Count the lines in the data below that contain the string "tuple", with case counting. Reply with the number alone.

________________________

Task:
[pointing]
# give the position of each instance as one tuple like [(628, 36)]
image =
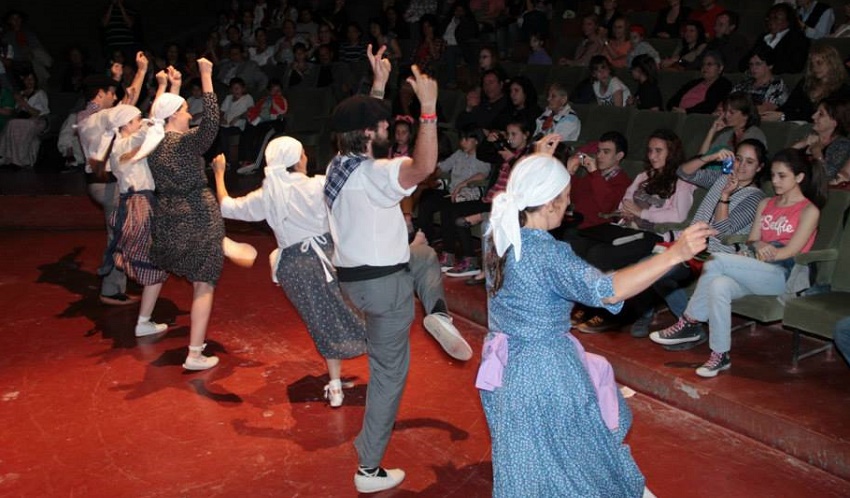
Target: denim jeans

________________________

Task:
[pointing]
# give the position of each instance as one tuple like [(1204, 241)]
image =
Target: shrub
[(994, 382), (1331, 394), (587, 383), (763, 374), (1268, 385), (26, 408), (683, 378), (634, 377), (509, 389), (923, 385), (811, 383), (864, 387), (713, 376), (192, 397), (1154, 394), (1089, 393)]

________________________

- _Answer in full_
2